As one of the most noted scholars and rhetoricians of his time, Skelton produced a large volume of work, not all of which is extant today. His poems probably circulated widely during his lifetime, but most of them were published for the first time after this death. The dating of many of his poems is still under dispute. Skelton first became known as a translator, but of his many versions of the Latin classics, only Biblioca Historia of Diodorus Siculus (1489) survives. In this and his other early works, Skelton uses a conventional style of the latter Middle Ages called the “aureate” style, which relies on expansion, amplification, and exaggeration.
Skelton's earliest poetry, such as his Elegy on Edward IV and his Skelton Laureat vpon the Doulourus Dethe and Much Lamentable Chaunce of the Most Honorable Erle of Northumberlande (1489; usually referred to as simply Dolorous Deth), is occasional. Here too, the style of the poems is conventional and uses many of the devices and figures such as tautology, alliteration, catalogues, exclamations, and questions that were popular at the time. Dolorous Deth uses conventional rhyme royal, which is a seven-line stanza of iambic pentameter that was popularly used for serious poetry. Skelton also wrote lyrics—many composed in rhyme royal—in his early years, including those in Diuers Balettys and Dyties Solacyous, which was first printed around 1528. Much of Skelton's early poetry was satire directed at the court. The first of these, written around 1496, was Skelton Laureate Agaynste a Comely Coystrowne, which is about a handsome young scullery-boy wanting to live above his station. Skelton's first long satirical poem, and the most important poem of his early period, is The Bowge of Courte, a dream vision attacking the vices of courtiers.

::::::::

• **Objective 1**:
Pick out every line in the records below that contains the string "woman" and copy each one.

Saved entries
::::::::

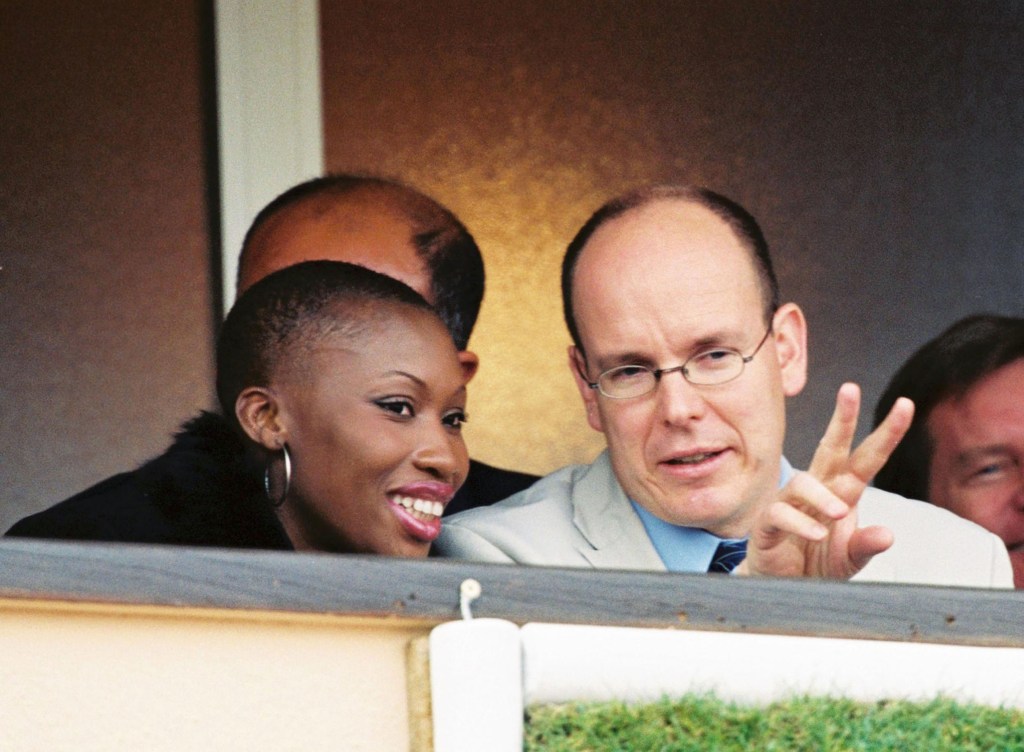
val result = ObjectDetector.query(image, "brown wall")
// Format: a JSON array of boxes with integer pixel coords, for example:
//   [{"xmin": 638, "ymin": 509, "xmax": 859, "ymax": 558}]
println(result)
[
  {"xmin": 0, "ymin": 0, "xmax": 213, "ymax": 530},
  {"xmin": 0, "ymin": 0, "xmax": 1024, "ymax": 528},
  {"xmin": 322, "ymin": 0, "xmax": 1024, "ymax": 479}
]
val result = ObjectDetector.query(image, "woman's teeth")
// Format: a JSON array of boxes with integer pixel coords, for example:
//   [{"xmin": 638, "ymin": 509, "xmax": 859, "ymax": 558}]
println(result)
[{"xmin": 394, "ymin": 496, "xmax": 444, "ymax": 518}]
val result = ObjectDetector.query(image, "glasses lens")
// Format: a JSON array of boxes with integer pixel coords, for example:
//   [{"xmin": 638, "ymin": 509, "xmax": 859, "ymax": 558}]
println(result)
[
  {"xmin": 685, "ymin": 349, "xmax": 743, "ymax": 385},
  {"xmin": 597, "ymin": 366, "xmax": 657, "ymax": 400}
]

::::::::

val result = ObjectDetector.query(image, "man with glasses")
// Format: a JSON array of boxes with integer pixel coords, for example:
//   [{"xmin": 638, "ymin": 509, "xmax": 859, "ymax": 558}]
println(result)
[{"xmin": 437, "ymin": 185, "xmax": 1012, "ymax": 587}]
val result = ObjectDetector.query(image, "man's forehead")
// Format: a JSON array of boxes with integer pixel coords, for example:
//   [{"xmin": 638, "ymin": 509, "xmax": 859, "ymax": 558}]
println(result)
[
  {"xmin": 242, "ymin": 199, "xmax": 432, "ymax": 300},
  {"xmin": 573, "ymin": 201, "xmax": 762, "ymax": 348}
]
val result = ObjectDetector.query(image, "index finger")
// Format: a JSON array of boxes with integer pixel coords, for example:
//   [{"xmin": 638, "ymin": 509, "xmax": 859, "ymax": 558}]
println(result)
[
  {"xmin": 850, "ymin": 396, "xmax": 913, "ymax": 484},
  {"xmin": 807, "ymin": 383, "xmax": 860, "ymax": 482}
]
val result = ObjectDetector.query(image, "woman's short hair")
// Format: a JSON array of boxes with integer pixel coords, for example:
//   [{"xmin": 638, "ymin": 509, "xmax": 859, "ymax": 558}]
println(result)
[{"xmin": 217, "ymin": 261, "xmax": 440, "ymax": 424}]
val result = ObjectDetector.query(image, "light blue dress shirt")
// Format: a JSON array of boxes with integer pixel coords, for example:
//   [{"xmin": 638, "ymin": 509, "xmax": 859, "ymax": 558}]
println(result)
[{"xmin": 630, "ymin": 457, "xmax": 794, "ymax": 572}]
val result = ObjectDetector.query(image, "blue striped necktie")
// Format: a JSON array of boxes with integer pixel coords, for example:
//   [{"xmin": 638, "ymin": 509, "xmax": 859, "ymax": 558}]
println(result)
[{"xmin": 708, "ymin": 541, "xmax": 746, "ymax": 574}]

::::::::

• **Objective 2**:
Based on the passage about Skelton, say whether each statement agrees with it. Answer yes or no, and quote the deciding words. (a) Skelton's version of Diodorus Siculus survives. (b) Diuers Balettys and Dyties Solacyous was first printed around 1496. (c) The Bowge of Courte is a dream vision.

• **Task response 1**:
val result = ObjectDetector.query(image, "woman's teeth")
val result = ObjectDetector.query(image, "woman's short hair")

• **Task response 2**:
(a) Yes: "only Biblioca Historia of Diodorus Siculus (1489) survives"
(b) No: "which was first printed around 1528"
(c) Yes: "a dream vision attacking the vices of courtiers"